(Items listed in a dataset)
* * * * * * *

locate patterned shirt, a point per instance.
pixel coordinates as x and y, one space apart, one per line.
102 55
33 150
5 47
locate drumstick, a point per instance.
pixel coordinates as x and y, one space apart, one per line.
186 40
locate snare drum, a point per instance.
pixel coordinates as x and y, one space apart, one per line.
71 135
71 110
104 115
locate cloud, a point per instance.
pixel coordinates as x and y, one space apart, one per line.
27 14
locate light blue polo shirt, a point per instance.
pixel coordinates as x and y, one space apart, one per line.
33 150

* * * * * * *

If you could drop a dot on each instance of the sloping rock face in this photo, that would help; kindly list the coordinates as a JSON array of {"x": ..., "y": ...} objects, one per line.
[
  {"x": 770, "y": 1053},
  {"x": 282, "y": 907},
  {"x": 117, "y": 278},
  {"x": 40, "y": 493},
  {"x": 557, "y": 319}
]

* * * * * * *

* [What is expected] Look through the entries above and copy each line that has "shirt" in it.

* [Written solution]
locate patterned shirt, a point per instance.
locate light blue polo shirt, a point per instance.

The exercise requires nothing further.